• _Exercise prompt_:
Each entry must be written out again exactly as it stands.

• _Data section_:
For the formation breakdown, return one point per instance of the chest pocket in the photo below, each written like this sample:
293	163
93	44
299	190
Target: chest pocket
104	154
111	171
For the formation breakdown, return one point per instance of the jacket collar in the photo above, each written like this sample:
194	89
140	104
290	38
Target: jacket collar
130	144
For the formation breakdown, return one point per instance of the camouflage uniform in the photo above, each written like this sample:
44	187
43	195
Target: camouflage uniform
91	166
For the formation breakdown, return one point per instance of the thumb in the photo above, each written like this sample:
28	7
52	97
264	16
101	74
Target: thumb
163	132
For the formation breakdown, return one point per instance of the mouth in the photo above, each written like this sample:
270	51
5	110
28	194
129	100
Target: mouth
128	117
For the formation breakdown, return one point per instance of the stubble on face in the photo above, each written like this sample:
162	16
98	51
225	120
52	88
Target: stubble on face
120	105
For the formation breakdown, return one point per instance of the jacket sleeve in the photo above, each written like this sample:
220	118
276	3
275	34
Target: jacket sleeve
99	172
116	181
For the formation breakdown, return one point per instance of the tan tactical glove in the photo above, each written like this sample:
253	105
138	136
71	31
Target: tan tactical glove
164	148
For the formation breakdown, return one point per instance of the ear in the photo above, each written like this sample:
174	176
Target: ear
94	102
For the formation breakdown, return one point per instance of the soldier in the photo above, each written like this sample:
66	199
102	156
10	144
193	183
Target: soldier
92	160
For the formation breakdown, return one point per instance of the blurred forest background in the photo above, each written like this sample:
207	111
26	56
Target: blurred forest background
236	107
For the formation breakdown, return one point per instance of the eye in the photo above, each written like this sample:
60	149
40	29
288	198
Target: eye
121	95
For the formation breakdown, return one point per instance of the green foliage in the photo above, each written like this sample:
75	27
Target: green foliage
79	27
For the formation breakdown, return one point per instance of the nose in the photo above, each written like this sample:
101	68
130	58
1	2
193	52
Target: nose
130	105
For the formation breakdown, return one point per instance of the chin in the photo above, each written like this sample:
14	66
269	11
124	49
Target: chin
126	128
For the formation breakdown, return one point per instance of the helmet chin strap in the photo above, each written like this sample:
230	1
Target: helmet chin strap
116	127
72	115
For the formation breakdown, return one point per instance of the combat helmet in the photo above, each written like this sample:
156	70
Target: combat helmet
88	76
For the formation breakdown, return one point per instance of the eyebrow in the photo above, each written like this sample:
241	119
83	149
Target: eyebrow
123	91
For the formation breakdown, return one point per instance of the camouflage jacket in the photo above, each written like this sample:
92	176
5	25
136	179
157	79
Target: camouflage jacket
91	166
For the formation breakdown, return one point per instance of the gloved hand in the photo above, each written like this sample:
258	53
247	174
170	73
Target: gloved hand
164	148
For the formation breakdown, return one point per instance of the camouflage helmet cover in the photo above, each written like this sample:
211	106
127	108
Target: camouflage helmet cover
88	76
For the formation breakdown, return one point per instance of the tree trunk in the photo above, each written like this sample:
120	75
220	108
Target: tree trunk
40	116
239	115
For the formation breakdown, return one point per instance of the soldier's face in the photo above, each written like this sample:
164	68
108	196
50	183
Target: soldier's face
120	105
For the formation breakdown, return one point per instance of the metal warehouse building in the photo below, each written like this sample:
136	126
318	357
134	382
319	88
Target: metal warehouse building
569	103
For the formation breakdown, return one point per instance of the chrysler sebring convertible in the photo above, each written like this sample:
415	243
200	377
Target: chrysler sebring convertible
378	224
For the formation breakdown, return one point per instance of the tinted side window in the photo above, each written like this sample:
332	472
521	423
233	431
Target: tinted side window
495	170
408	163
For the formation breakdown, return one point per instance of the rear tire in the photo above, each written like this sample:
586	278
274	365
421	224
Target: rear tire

• _Exercise response_:
For the formation breakdown, return one point per instance of the chest pocket in the photo below, each written like this sample:
293	163
93	44
299	190
Target: chest pocket
104	154
111	171
For the formation breakdown, return one point per instance of the jacket collar in the photo above, each written like this sample:
194	89
140	104
290	38
Target: jacket collar
130	144
For the formation breakdown, return one point per instance of the camouflage uniform in the photo above, each written like this sample:
44	187
43	195
Target: camouflage uniform
91	166
For the formation breakdown, return one point per instance of the thumb in the photo above, each written like this sample:
28	7
52	97
264	16
101	74
Target: thumb
163	132
For the formation breakdown, return one point per instance of the mouth in the photo above, each written like this sample:
270	51
5	110
28	194
129	100
Target: mouth
128	117
For the formation breakdown, return one point per instance of the stubble on face in the photo above, each written like this sample:
162	16
98	51
225	120
52	88
Target: stubble on face
120	105
For the formation breakdown, return one point per instance of the jacket sleeve in the photo above, each written like this sample:
220	118
276	3
275	34
Target: jacket sleeve
99	172
116	181
For the formation breakdown, return one point per instance of the tan tactical glove in the photo above, each written like this sample:
253	105
138	136
71	31
Target: tan tactical glove
164	148
For the formation breakdown, return one point per instance of the ear in the photo above, each written like this sample:
174	176
Target: ear
94	102
For the formation breakdown, return one point per instance of the soldier in the photo above, each written like this sample:
66	199
102	156
10	144
193	183
Target: soldier
92	160
For the formation breakdown, return one point per instance of the blurred forest background in the photo above, each written like this sample:
207	111
26	56
Target: blurred forest background
236	107
For the formation breakdown, return one point per instance of the eye in the photo above, each written like this sample:
60	149
40	29
288	198
Target: eye
121	95
For the formation breakdown, return one point per instance of the green foliage in the photo above, each written like this sample:
75	27
Target: green foliage
79	27
For the formation breakdown, return one point per instance of the nose in the photo above, each written like this sample:
101	68
130	58
1	2
193	52
Target: nose
130	105
For the formation breakdown, return one point per instance of the chin in the photo above, each written like this sample:
14	66
269	11
124	49
Target: chin
126	128
For the formation breakdown, return one point per instance of the helmet chin strap in the photo above, each written like this sample:
230	1
Target: helmet chin strap
116	127
72	115
For the formation breakdown, return one point per instance of the combat helmet in the photo above, each written like this sample:
156	70
Target: combat helmet
88	76
For the formation breakdown, return one point per instance of the eyebrow in the photo above, each written like this sample:
241	119
83	149
Target: eyebrow
123	91
For the formation breakdown, return one point per instance of the camouflage jacket in the photo above, each written like this sample:
92	176
5	25
136	179
157	79
Target: camouflage jacket
91	166
For the formation breakdown, return one point per instance of the gloved hand in the photo above, each written like this sample:
258	53
247	174
170	73
Target: gloved hand
164	148
For the formation breakdown, return one point per instance of the camouflage helmet cover in the photo above, each written like this sample:
211	106
127	108
Target: camouflage helmet cover
88	76
For the formation breakdown, return one point per instance of the tree trunk in the photo above, each written like this sample:
120	75
220	108
Target: tree trunk
40	116
239	115
For the formation breakdown, return one point per instance of the soldier's face in the photo above, each written like this sample:
164	68
108	196
50	183
Target: soldier's face
120	105
For the formation breakdown, return one point per instance of the metal warehouse building in the photo below, each written like this sample:
136	126
318	357
134	382
319	88
Target: metal warehouse building
569	103
For the formation breakdown, return one point per instance of the chrysler sebring convertible in the photo above, each written like this sample:
415	243
200	377
Target: chrysler sebring convertible
378	224
For the formation breakdown, return one point per instance of the tinted side window in the photo above, each written like this sample:
332	472
521	423
233	431
Target: tinted side window
495	170
408	163
For the formation breakdown, return one point per instance of the rear tire in the photo above, each written like this sample:
586	278
274	365
421	224
Target: rear tire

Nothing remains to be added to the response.